*** Material to process ***

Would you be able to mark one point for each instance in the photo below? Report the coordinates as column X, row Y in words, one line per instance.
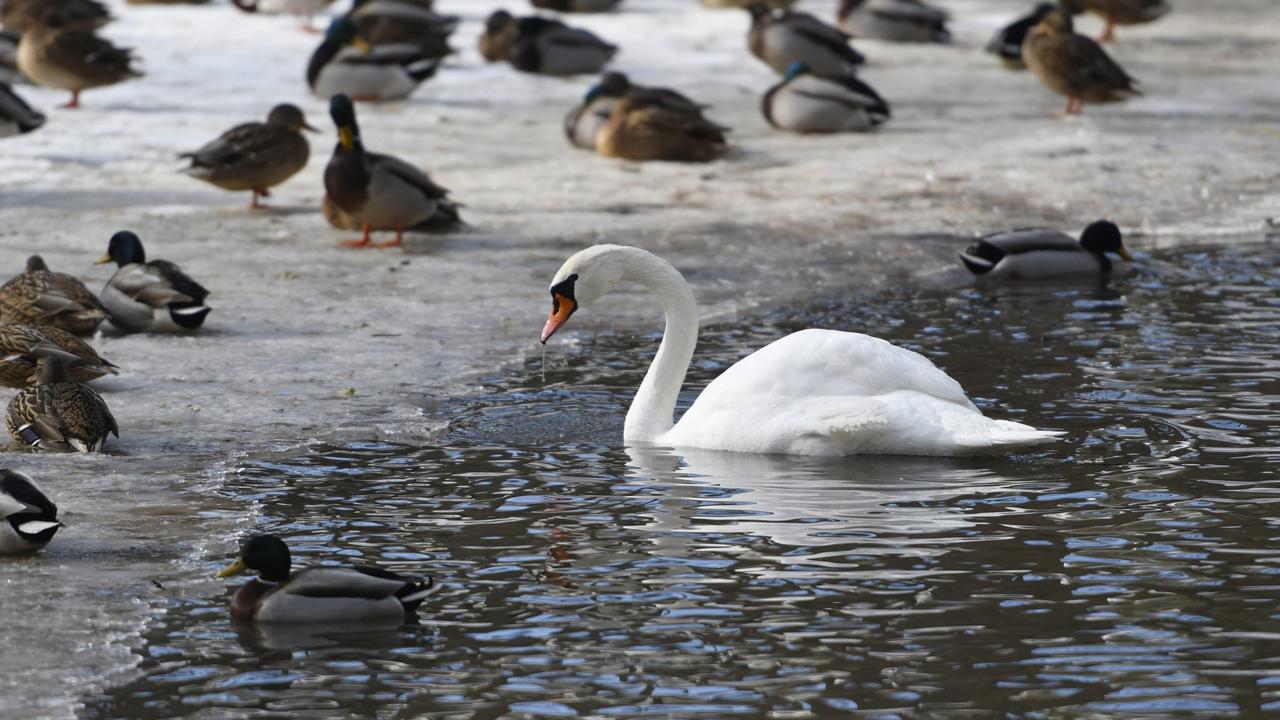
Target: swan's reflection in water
column 883, row 505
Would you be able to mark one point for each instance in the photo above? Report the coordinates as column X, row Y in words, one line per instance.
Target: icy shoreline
column 297, row 319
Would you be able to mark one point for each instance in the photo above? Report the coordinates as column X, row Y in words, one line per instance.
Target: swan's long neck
column 654, row 405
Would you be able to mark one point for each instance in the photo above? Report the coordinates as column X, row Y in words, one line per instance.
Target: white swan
column 813, row 392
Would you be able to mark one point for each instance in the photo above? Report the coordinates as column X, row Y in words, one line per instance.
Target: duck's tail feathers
column 188, row 315
column 414, row 593
column 976, row 265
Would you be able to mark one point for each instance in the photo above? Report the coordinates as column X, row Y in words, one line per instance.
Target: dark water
column 1128, row 572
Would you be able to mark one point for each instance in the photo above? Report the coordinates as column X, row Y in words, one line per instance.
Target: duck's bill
column 233, row 569
column 561, row 309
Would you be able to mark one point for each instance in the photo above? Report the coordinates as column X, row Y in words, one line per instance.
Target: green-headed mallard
column 588, row 117
column 576, row 5
column 1008, row 41
column 19, row 16
column 59, row 415
column 805, row 101
column 643, row 126
column 255, row 156
column 784, row 37
column 16, row 115
column 543, row 45
column 138, row 288
column 380, row 192
column 22, row 346
column 42, row 297
column 346, row 64
column 396, row 22
column 318, row 595
column 1119, row 12
column 1042, row 253
column 27, row 518
column 1074, row 65
column 55, row 54
column 896, row 21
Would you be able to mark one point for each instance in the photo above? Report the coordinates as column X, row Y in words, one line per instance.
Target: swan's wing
column 828, row 392
column 818, row 364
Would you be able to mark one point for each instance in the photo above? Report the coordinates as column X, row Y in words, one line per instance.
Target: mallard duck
column 1074, row 65
column 1008, row 42
column 380, row 192
column 255, row 156
column 69, row 57
column 809, row 103
column 138, row 288
column 896, row 21
column 396, row 22
column 576, row 5
column 786, row 37
column 19, row 16
column 27, row 518
column 16, row 115
column 22, row 346
column 644, row 126
column 588, row 117
column 347, row 64
column 44, row 297
column 1041, row 253
column 543, row 45
column 1119, row 12
column 318, row 595
column 59, row 415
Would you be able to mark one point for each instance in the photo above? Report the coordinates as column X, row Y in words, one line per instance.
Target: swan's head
column 583, row 279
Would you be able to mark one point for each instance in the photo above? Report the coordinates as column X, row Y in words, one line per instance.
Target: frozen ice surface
column 972, row 147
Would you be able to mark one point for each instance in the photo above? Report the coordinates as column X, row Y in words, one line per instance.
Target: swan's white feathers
column 813, row 392
column 830, row 392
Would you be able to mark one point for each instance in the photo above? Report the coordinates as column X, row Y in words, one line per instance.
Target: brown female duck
column 59, row 415
column 1074, row 65
column 255, row 156
column 44, row 297
column 55, row 53
column 645, row 126
column 22, row 346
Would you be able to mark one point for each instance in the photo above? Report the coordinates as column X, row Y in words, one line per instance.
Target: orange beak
column 561, row 309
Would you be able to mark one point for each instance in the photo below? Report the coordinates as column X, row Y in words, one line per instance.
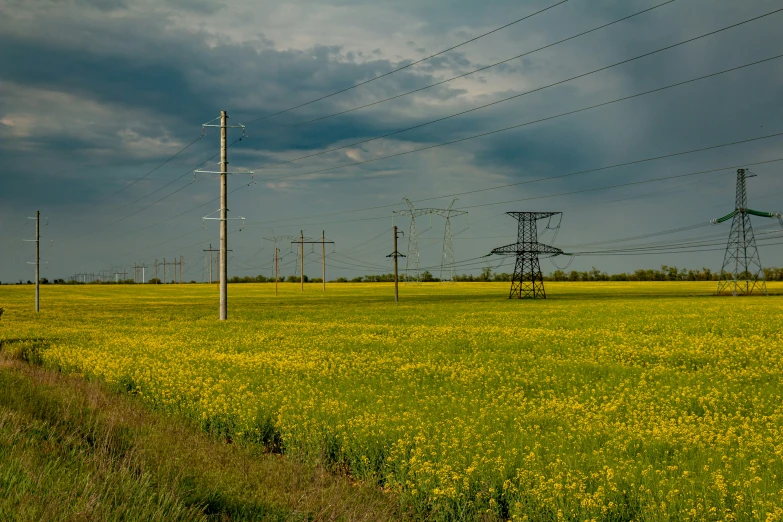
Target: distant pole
column 301, row 257
column 395, row 255
column 37, row 260
column 223, row 218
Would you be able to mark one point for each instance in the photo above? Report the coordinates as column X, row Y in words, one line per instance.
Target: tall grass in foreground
column 72, row 450
column 628, row 401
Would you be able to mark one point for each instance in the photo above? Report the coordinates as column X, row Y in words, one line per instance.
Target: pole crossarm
column 209, row 216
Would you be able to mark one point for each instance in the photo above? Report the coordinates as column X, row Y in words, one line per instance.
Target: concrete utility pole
column 277, row 252
column 395, row 255
column 223, row 218
column 301, row 256
column 223, row 125
column 37, row 260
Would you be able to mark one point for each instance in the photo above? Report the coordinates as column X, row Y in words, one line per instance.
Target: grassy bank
column 614, row 401
column 76, row 450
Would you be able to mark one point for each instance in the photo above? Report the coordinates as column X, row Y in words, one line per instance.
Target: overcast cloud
column 94, row 94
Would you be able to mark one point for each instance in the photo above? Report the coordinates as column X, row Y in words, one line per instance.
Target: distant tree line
column 665, row 273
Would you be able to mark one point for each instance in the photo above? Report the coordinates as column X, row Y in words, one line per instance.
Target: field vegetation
column 607, row 401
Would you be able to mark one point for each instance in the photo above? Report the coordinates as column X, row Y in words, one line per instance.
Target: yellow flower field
column 607, row 401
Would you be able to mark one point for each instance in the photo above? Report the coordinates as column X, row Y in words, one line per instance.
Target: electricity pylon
column 412, row 259
column 37, row 261
column 528, row 282
column 447, row 254
column 741, row 273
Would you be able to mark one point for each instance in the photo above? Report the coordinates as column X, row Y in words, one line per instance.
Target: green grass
column 74, row 450
column 612, row 401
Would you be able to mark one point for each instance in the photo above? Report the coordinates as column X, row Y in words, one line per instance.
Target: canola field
column 607, row 401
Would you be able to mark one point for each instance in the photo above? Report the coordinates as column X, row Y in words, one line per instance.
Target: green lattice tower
column 742, row 273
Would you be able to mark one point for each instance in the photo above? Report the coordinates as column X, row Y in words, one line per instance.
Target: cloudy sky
column 96, row 96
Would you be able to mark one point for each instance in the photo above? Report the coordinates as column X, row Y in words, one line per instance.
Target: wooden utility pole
column 37, row 260
column 277, row 251
column 395, row 255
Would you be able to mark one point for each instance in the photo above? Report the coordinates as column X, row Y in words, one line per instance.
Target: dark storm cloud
column 94, row 93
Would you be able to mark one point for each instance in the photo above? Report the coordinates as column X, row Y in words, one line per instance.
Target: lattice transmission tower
column 528, row 282
column 447, row 254
column 412, row 259
column 741, row 273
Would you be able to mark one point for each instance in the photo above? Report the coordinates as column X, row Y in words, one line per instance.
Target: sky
column 102, row 104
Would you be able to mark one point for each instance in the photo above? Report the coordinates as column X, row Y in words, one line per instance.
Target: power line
column 408, row 65
column 523, row 93
column 530, row 122
column 186, row 147
column 475, row 70
column 622, row 184
column 559, row 176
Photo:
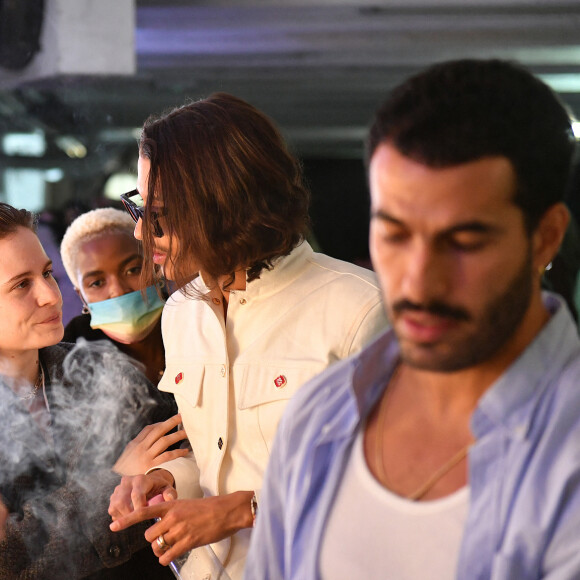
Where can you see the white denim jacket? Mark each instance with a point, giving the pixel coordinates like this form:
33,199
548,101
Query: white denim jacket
232,379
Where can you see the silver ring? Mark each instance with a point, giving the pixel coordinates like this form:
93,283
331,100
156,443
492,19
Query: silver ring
163,545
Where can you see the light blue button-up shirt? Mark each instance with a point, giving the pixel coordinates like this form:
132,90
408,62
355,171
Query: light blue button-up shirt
524,469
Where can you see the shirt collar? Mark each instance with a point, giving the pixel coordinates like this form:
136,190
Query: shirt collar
286,269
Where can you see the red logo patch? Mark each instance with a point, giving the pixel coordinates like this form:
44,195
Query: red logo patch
280,381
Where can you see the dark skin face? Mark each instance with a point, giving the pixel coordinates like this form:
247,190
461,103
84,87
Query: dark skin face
108,266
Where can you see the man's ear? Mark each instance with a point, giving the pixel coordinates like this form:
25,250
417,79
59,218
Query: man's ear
549,234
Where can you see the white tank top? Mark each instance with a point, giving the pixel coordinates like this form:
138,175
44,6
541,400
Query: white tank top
374,533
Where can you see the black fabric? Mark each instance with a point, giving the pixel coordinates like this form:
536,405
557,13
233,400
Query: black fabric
59,489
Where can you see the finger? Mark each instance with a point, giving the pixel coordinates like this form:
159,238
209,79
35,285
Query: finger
163,427
168,456
142,434
164,442
120,502
142,485
176,550
137,516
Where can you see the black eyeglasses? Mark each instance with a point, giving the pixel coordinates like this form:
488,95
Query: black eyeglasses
138,211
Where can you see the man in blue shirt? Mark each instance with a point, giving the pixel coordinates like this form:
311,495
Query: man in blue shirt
449,447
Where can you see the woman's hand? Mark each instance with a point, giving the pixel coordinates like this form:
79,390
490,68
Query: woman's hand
188,523
134,491
149,448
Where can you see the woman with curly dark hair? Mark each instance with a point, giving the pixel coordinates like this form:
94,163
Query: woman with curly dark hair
222,209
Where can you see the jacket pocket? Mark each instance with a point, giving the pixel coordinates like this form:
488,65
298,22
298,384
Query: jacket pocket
264,394
184,380
261,384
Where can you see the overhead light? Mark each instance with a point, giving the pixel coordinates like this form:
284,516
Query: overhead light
562,82
24,144
71,146
53,175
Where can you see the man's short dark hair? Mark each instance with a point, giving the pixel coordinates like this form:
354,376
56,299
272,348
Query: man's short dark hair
460,111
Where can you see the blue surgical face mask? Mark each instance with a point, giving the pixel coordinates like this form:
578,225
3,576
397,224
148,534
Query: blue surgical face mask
127,318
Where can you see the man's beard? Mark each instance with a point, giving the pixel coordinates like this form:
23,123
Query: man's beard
501,318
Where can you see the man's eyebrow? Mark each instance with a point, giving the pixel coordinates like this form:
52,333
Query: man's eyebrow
384,216
26,274
474,226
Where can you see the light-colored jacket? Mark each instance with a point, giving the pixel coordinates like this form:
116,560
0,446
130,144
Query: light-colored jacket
232,380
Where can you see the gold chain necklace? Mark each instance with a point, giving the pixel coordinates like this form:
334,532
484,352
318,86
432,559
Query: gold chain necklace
37,385
379,457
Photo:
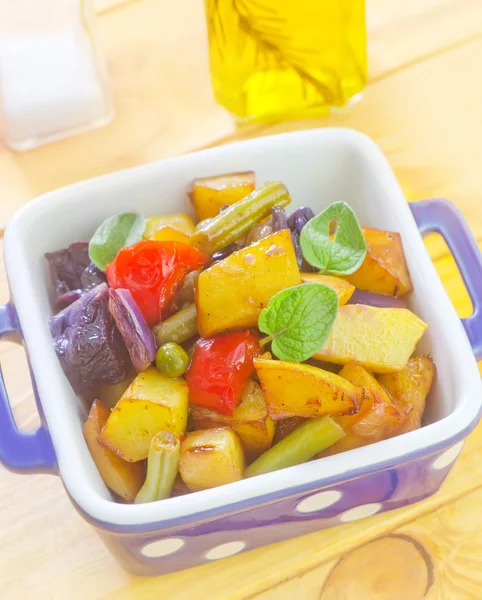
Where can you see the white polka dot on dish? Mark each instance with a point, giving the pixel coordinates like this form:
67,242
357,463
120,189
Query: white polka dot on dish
318,501
225,550
448,457
164,547
360,512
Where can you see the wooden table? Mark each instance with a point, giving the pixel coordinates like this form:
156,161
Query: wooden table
423,107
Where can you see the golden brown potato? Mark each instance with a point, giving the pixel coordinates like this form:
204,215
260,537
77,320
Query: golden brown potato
410,388
232,293
298,390
178,221
342,287
384,270
211,457
123,478
250,420
169,234
286,426
377,419
380,339
152,403
209,194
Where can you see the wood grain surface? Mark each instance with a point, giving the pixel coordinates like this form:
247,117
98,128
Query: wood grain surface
423,107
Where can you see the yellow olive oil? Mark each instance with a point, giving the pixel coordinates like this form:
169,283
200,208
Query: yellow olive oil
286,59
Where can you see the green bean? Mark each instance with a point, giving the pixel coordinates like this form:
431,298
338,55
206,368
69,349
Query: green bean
178,328
230,224
311,437
172,360
162,467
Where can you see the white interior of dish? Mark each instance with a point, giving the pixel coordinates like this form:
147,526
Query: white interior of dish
318,167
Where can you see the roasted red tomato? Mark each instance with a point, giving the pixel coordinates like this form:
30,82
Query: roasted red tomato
220,368
153,271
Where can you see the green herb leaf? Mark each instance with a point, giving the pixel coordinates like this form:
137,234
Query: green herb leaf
345,252
115,233
299,320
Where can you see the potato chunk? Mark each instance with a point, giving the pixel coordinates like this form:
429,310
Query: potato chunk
178,221
209,194
123,478
384,270
380,339
410,388
232,293
211,457
153,402
342,287
250,420
298,390
378,418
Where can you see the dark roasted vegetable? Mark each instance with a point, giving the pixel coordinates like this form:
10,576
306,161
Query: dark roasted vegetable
299,218
215,234
72,273
378,300
88,343
133,327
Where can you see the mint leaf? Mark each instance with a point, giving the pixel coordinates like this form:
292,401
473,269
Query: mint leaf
341,255
115,233
299,320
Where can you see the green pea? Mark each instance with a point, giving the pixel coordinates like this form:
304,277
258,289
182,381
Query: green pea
172,360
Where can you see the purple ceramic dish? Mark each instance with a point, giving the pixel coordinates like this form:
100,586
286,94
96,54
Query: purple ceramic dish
318,167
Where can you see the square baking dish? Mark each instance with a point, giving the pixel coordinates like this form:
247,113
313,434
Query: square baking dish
318,167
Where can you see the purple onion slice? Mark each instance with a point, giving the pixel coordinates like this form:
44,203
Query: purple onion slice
378,300
87,343
133,327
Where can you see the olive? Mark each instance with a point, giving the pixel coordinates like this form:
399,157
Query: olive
172,360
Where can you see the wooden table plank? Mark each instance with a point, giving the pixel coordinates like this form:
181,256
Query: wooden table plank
157,60
63,553
422,107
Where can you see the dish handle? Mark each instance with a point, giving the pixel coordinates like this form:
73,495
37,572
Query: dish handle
441,216
21,452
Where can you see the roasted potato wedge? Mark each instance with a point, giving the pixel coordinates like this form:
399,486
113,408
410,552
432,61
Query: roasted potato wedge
286,426
211,457
153,402
380,339
123,478
410,388
342,287
209,194
378,418
232,293
178,221
298,390
250,420
169,234
384,270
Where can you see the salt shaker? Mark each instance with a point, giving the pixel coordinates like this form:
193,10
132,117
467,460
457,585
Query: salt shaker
53,80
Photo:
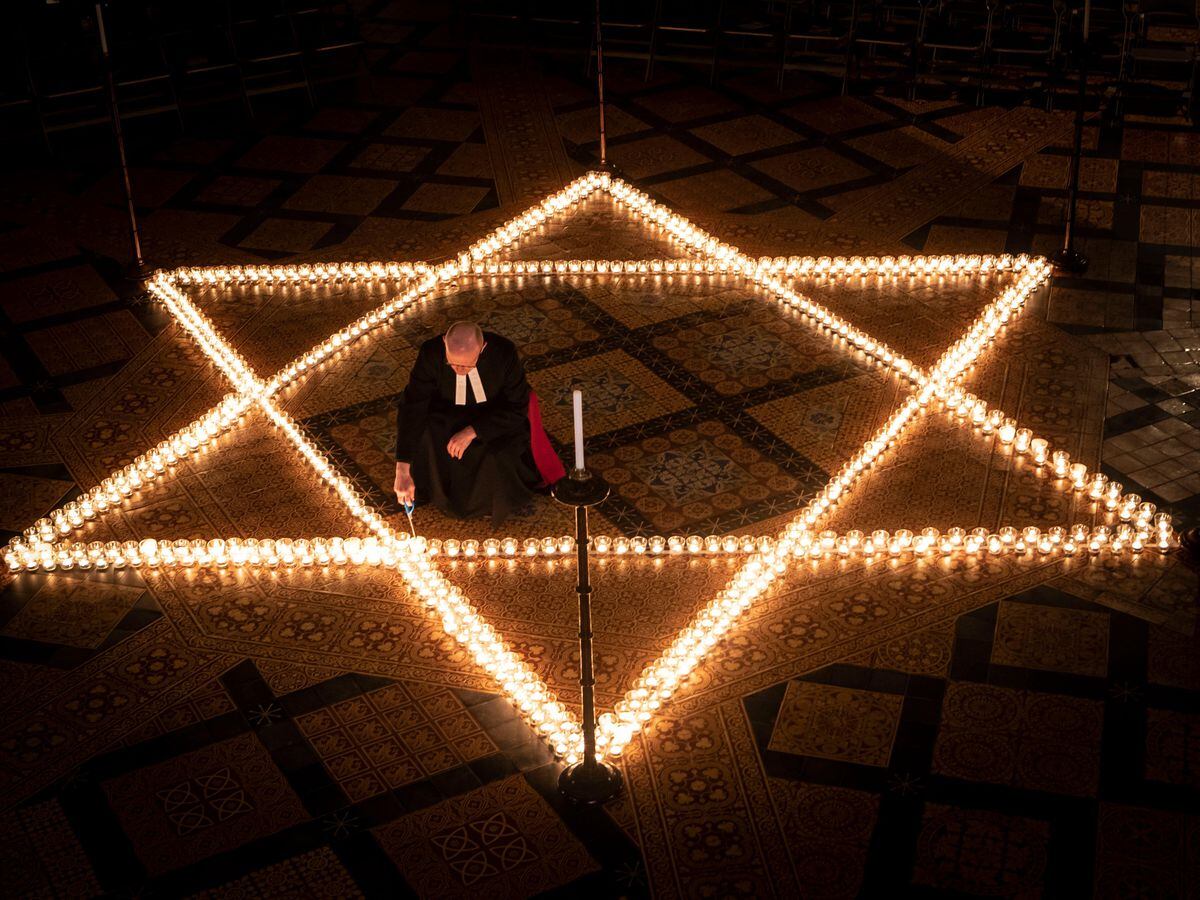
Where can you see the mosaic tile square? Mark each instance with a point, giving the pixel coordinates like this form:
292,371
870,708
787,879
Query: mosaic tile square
835,723
277,153
445,199
341,195
63,291
813,169
77,612
317,875
751,349
621,391
828,832
1044,742
430,124
688,477
658,155
41,855
982,852
723,191
246,191
285,235
390,157
24,498
497,840
388,738
203,803
1054,640
1173,748
747,135
822,421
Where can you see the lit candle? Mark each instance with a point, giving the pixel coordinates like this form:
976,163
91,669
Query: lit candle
577,402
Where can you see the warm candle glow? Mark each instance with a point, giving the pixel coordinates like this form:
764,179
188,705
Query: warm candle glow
577,407
1127,525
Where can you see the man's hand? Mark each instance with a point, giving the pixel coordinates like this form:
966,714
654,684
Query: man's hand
460,442
405,489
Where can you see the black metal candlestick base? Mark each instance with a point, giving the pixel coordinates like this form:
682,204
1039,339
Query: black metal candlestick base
589,780
1071,261
588,785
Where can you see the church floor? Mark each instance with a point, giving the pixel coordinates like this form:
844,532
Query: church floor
928,729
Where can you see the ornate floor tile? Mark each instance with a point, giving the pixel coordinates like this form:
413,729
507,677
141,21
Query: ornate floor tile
1146,852
750,349
203,803
691,477
285,235
822,421
389,738
25,498
837,724
72,611
621,391
291,154
747,135
42,856
828,831
811,169
341,195
498,840
1173,748
1171,659
1044,742
1050,639
318,875
982,852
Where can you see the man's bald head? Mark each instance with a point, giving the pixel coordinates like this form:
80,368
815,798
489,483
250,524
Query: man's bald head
465,342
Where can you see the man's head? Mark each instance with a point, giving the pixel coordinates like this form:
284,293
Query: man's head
465,342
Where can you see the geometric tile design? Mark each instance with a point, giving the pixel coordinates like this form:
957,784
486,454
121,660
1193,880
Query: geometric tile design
1036,636
837,724
1002,736
75,612
1173,748
1146,852
498,840
390,737
982,852
828,831
41,855
203,803
317,874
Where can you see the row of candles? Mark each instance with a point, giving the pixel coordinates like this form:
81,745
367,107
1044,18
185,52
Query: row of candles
801,267
301,552
41,545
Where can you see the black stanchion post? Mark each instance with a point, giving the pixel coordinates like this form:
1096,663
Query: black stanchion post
139,269
1068,258
589,780
604,147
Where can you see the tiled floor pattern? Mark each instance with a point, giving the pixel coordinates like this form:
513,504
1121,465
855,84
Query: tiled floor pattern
955,735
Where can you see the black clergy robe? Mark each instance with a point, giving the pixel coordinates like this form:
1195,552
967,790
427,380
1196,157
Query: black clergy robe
496,474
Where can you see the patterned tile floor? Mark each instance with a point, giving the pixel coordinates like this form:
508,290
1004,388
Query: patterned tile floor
928,730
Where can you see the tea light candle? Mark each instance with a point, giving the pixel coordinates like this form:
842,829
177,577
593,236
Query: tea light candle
577,402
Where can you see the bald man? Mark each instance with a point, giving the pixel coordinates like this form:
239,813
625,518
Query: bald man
462,429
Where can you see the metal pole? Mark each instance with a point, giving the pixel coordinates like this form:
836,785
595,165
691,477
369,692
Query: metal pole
139,263
604,145
589,780
1068,258
587,677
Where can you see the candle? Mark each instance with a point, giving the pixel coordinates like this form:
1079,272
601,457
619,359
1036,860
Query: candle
577,402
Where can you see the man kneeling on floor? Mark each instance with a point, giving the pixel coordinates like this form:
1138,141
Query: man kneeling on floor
463,429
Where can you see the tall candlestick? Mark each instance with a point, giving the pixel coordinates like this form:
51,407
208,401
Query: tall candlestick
577,402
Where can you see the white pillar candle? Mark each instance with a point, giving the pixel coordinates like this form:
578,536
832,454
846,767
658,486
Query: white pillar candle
577,402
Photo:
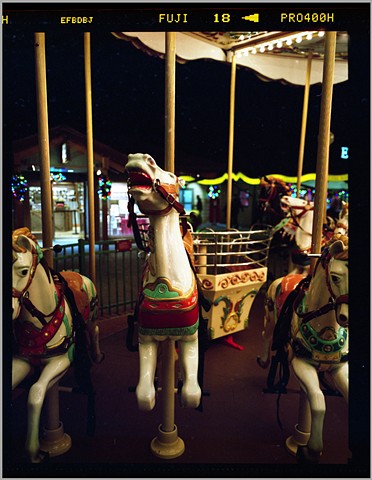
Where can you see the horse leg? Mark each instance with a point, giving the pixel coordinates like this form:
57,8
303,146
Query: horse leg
307,377
145,390
263,360
340,377
51,373
94,347
92,323
189,359
20,370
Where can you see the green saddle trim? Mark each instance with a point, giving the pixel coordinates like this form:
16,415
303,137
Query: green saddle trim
325,347
161,291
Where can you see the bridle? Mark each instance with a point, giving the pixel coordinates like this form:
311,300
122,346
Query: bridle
333,301
169,192
23,295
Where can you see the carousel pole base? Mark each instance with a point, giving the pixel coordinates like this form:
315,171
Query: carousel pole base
55,442
167,445
298,439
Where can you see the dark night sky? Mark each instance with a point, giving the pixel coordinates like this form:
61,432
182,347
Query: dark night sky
128,106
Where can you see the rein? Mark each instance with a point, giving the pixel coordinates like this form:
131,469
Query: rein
168,192
333,301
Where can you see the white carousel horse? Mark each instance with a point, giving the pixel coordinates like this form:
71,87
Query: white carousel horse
44,327
306,319
342,224
168,300
298,224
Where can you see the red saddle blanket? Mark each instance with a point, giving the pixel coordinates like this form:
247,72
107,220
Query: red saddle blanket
169,316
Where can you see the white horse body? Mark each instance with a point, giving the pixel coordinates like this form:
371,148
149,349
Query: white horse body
318,335
48,317
168,287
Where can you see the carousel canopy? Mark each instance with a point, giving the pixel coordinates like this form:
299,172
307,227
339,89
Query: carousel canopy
272,55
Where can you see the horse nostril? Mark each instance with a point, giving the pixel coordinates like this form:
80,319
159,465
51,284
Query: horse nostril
343,320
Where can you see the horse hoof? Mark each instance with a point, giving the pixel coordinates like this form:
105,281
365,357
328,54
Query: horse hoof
261,363
307,456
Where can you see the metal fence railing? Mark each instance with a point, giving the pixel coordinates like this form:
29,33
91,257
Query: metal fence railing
118,271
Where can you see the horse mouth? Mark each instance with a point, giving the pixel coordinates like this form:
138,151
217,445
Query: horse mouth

***

== Aim of the exercise ==
Output only the lines from the one holding "Where can you see the horse nostril?" through the last line above, exactly as they appear.

== Right answer ==
Where can you see the horse nostril? Mark each instance with a point, giving the pixel coordinates like this form:
80,319
159,465
51,284
Query: horse nostril
343,320
Where can you see the horse hoof? Mark each instance with a point, giving the pixel coordinates like this form:
105,281
365,357
328,54
Query: horse hoof
261,363
307,456
Where can you see the metal fence railing? Mark each instance with a point, giving the pixel coordinates like this form:
29,33
91,257
Query: metal fence railing
118,271
Where can you see the horse mouth? Mark each instance with a point, giving the pixel coordinates like this form:
138,151
217,445
Query: horse mouth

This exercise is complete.